## Work to do
Reproduce the steak-smoking post word for word, from "I was focusing" to "left...I love it!!!".
___ Text shown ___
The chamber temp on the Gourmet climbed steadily to 210-215* after adding 3lbs of hot coals, and I decided to give 'em a peek for the formation of the juices on top just to see how slowly/quickly they were cooking. I know, if yer lookin' ya ain't cookin'...but I truely dislike over-cooked beef steaks, and to me, med/well is about as far I can go. Med/rare to medium and I'm one happy boy!

After first look, I decided to grab a knife and slit one just to confirm...still very rare, so the times will run close to 2 hours for the hot smoke after basically a one hour cold smoke with a gradual rise in temps, and an average temp of about 110*.

So, here's the beauties so far...tons of moisture in the Gourmet, even with a dry water pan, and these steaks are loving the ride...I can't wait to see what the color of the rub is like when I pull 'em to rest.

The cherry and spices are melding with the beef juices alot already:













Just getting a glimps for the camera here of one on the lower grate...looks to be about the same as the top grate, so we'll just keep on smokin'...I think I will rotate the grate positions from top/bot about 45 minutes before the anticipated pull time and this should give us some extra steaks in the med to med/well range, while keeping  the one's which are now on bottom closer to med/rare to med, if I pull 'em in time:







I was focusing my lens on the lower grate steak, but this also shows the color change of the fatty edge of the upper grate steak to the left...I love it!!!
___ Data lines ___
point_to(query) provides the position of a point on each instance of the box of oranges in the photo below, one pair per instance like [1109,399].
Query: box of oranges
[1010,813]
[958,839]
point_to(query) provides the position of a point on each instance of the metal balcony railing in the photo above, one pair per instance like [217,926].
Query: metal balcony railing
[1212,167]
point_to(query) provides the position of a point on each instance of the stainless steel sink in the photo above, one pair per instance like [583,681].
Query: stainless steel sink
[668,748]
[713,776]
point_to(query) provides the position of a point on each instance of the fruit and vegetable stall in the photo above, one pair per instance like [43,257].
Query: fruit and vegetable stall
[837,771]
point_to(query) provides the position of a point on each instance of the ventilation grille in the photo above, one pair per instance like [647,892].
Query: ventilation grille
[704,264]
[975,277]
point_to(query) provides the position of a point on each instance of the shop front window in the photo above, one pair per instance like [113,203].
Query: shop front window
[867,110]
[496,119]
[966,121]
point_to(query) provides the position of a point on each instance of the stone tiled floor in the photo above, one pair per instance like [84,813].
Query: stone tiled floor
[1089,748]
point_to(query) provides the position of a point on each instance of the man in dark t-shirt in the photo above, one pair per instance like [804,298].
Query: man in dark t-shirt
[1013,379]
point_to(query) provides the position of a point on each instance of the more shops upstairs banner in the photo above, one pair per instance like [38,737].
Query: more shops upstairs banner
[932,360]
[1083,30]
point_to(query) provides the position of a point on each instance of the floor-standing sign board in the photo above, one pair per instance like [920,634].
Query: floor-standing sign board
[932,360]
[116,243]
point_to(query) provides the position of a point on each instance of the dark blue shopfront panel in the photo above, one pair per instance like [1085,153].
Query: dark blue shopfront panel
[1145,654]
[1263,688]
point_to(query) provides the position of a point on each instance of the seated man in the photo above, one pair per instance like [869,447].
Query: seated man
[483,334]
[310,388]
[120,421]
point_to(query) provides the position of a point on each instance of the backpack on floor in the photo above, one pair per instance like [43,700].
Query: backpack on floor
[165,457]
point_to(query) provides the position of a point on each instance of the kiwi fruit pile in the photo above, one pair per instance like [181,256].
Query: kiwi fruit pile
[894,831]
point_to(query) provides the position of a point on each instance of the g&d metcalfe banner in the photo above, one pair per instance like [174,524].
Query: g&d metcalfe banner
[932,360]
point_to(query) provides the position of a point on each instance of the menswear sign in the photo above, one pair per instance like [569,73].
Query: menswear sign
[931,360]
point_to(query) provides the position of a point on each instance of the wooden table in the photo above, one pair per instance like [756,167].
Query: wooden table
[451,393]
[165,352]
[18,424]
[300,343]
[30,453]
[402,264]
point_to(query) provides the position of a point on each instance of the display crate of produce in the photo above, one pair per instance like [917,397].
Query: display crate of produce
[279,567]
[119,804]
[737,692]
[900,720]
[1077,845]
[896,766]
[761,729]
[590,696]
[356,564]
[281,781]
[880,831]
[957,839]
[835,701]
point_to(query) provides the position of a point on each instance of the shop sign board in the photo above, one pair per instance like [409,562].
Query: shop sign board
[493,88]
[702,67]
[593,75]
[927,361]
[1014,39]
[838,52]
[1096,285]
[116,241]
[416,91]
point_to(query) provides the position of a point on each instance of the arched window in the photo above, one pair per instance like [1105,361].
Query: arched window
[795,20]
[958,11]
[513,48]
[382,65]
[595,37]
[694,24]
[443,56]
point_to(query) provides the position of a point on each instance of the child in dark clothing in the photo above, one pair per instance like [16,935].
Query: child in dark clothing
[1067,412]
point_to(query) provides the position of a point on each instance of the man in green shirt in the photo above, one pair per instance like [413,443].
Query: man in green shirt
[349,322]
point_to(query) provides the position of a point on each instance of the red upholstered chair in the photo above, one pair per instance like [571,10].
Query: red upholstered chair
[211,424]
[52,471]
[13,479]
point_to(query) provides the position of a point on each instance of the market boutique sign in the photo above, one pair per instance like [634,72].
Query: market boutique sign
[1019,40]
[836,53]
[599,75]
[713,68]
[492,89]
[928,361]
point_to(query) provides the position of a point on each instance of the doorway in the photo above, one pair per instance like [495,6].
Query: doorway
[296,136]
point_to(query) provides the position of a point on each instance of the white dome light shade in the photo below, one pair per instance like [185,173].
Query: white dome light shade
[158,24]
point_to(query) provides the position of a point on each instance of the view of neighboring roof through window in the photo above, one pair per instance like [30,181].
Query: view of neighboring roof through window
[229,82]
___
## Final result
I was focusing my lens on the lower grate steak, but this also shows the color change of the fatty edge of the upper grate steak to the left...I love it!!!